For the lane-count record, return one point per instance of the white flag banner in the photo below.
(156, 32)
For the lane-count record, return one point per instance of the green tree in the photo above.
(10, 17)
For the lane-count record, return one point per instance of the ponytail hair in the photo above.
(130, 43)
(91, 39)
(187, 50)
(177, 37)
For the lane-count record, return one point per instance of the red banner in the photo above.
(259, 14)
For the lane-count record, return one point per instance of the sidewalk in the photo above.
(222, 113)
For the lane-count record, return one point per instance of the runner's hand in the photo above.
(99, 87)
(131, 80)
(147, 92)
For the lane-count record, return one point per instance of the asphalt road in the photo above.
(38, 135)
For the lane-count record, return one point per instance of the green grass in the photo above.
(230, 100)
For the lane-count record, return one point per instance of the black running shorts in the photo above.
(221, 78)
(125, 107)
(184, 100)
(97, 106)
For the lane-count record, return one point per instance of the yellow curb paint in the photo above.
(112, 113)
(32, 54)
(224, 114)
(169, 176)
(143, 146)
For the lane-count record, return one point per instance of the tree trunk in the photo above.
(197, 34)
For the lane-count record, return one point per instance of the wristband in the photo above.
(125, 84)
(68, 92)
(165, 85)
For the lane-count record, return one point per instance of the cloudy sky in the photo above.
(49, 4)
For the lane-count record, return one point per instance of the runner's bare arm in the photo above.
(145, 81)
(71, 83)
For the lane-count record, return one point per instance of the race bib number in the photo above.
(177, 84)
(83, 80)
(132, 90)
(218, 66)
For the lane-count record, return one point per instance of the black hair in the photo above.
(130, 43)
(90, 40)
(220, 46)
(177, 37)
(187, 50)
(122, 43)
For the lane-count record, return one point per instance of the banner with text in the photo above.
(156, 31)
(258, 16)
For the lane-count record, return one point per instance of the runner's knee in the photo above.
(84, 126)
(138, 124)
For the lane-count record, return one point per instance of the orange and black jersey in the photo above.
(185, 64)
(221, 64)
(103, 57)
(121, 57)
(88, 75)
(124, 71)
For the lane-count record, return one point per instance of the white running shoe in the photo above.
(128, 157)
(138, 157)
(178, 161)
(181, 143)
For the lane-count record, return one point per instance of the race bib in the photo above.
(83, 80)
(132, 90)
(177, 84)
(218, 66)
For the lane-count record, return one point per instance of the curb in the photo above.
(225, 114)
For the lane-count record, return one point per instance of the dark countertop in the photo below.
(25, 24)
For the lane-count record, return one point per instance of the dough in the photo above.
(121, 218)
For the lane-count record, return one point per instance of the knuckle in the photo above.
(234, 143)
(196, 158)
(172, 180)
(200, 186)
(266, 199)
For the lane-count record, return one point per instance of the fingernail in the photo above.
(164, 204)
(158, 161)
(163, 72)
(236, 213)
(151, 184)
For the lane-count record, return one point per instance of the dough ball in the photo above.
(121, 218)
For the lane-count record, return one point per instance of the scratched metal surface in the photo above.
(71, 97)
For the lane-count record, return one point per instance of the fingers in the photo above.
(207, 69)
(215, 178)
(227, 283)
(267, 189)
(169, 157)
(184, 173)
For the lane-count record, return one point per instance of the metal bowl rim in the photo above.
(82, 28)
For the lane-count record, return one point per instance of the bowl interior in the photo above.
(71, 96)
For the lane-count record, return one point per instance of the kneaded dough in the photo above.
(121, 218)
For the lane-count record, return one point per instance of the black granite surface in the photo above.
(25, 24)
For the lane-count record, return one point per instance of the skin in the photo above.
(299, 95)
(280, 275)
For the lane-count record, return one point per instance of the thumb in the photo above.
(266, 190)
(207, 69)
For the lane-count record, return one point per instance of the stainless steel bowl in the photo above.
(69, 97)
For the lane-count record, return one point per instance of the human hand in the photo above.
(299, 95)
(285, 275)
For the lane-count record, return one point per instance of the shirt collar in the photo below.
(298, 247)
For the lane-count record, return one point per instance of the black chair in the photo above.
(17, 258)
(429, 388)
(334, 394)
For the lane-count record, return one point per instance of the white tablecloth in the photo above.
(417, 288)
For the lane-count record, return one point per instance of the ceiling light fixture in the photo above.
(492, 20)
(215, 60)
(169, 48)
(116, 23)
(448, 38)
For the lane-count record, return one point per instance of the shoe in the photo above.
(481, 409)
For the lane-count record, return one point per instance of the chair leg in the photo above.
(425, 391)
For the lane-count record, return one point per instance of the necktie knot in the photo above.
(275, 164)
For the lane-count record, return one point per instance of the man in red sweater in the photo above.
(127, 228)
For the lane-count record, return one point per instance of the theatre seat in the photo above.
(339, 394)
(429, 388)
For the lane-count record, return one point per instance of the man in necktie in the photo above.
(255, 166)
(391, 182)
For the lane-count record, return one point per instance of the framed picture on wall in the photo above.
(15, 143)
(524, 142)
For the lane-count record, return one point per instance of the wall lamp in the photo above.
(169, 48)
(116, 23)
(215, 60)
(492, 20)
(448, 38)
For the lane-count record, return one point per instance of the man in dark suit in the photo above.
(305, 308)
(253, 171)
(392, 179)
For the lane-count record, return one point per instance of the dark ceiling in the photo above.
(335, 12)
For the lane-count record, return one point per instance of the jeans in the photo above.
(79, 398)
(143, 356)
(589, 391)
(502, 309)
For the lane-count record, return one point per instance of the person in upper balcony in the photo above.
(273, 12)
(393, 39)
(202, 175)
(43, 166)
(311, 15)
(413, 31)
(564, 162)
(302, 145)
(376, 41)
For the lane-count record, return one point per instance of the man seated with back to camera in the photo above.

= = = =

• **Problem details**:
Please write out all the data above, exactly as it reads.

• **Your response**:
For the lane-count record, return one point per instance of the white flag banner in the photo below.
(156, 32)
For the lane-count record, return one point per instance of the green tree in the photo above.
(10, 17)
For the lane-count record, return one point per instance of the ponytail hair in the photo above.
(130, 43)
(91, 39)
(187, 50)
(177, 37)
For the lane-count record, return one point per instance of the red banner in the photo above.
(259, 14)
For the lane-count record, return one point per instance of the sidewalk in the photo above.
(222, 113)
For the lane-count record, return one point per instance of the runner's hand in the photo above.
(99, 87)
(131, 80)
(147, 92)
For the lane-count record, return one point per instance of the asphalt road in the photo above.
(38, 135)
For the lane-count record, return one point per instance of the green grass in the photo above.
(230, 100)
For the lane-count record, return one point per instance of the black running shorts in the photo above.
(221, 78)
(125, 107)
(184, 100)
(97, 106)
For the lane-count record, return one point per instance of the yellow curb paint in the photo above.
(112, 113)
(32, 54)
(224, 114)
(169, 176)
(143, 146)
For the lane-count record, return one point per instance of the tree trunk in the photo above.
(197, 34)
For the lane-count record, return one point per instance of the wristband in the photo above.
(125, 84)
(68, 92)
(165, 85)
For the lane-count record, return one point per instance of the cloudy sky in the photo above.
(49, 4)
For the lane-count record, return one point per instance of the runner's bare arm in the photo above.
(145, 81)
(71, 83)
For the lane-count record, return one point per instance of the race bib number in the photo above.
(177, 84)
(83, 80)
(132, 90)
(218, 66)
For the lane-count record, return one point per instance of the black hair in the photo above.
(130, 43)
(90, 40)
(220, 46)
(177, 37)
(187, 50)
(122, 43)
For the lane-count record, return one point per instance of the banner with text in the photo above.
(156, 31)
(258, 16)
For the lane-count record, return one point per instance of the runner's knee in the photo above.
(84, 126)
(138, 124)
For the lane-count record, return one point per instance of the orange and black jersey in the photo above.
(185, 64)
(221, 64)
(103, 57)
(121, 57)
(88, 75)
(124, 71)
For the lane-count record, return one point per instance of the white running shoe in the photo above.
(128, 157)
(138, 157)
(178, 161)
(181, 143)
For the lane-count record, return one point per instance of the race bib in the photo above.
(83, 80)
(132, 90)
(177, 84)
(218, 66)
For the lane-count record, return one point per instance of the curb in the photo above.
(225, 114)
For the lane-count record, return one point per instance of the dark countertop in the photo below.
(25, 24)
For the lane-count record, return one point per instance of the dough in the photo above.
(121, 218)
For the lane-count record, return one point per instance of the knuckle in the photo above.
(234, 143)
(196, 158)
(172, 180)
(200, 186)
(266, 199)
For the lane-count record, return one point per instance of the fingernail in the photo above.
(164, 204)
(158, 161)
(163, 72)
(236, 213)
(151, 184)
For the lane-count record, return one point per instance of the dough ball in the photo above.
(121, 218)
For the lane-count record, return one point per instance of the scratched metal surface in the photo above.
(71, 97)
For the lane-count record, return one point per instance of the fingers in the photo above.
(207, 69)
(215, 178)
(227, 283)
(267, 189)
(169, 157)
(184, 173)
For the lane-count record, return one point per instance of the metal bowl rim in the photo above.
(82, 28)
For the lane-count record, return one point per instance of the bowl interior in the photo above.
(71, 96)
For the lane-count record, return one point per instance of the kneaded dough in the photo above.
(121, 218)
For the lane-count record, return one point per instance of the black granite surface in the photo above.
(25, 24)
For the lane-count record, return one point per instance of the skin in the photo above.
(299, 95)
(280, 275)
For the lane-count record, return one point per instance of the thumb in the photo above.
(266, 190)
(207, 69)
For the lane-count record, return one point per instance of the stainless steel bowl in the photo above.
(69, 97)
For the lane-count record, return one point per instance of the human hand in the photo above.
(299, 95)
(285, 275)
For the lane-count record, return one point per instance of the shirt collar in the photo below.
(298, 247)
For the lane-count record, return one point per instance of the black chair in the photo above.
(17, 258)
(429, 388)
(334, 394)
For the lane-count record, return one point per instance of the white tablecloth in the photo above.
(417, 288)
For the lane-count record, return one point per instance of the ceiling light fixture in the photo above.
(492, 20)
(215, 60)
(169, 48)
(116, 23)
(448, 38)
For the lane-count record, return one point per instance of the shoe in the photo above.
(481, 409)
For the lane-count record, return one point per instance of the chair leg in the photo above.
(425, 391)
For the lane-count record, return one point per instance of the necktie knot in the photo above.
(275, 164)
For the lane-count record, return one point per instance of the man in red sweater in the photo above.
(127, 228)
For the lane-count record, return one point per instance of the theatre seat in the photo above.
(339, 394)
(429, 388)
For the lane-count record, return one point per instance of the man in necktie in the photo above.
(255, 166)
(391, 182)
For the lane-count record, return one point per instance of the framed picture on wall in the photo above.
(15, 143)
(524, 142)
For the lane-count record, return one point per instance of the wall lamp in the photo above.
(169, 48)
(116, 23)
(215, 60)
(492, 20)
(448, 38)
For the lane-count record, return one point per instance of the man in dark suit in the photo above.
(305, 308)
(253, 171)
(392, 179)
For the lane-count record, return one point per instance of the dark ceiling in the photo above.
(335, 12)
For the lane-count record, return one point per instance of the jeans in the photo above.
(79, 398)
(143, 356)
(589, 391)
(502, 309)
For the lane-count record, return one point per instance of the person in upper balcony in the photo above.
(273, 12)
(393, 39)
(202, 175)
(43, 166)
(311, 15)
(413, 31)
(564, 162)
(302, 145)
(376, 41)
For the lane-count record, return one point per instance of the man seated with back to camera in the photo above.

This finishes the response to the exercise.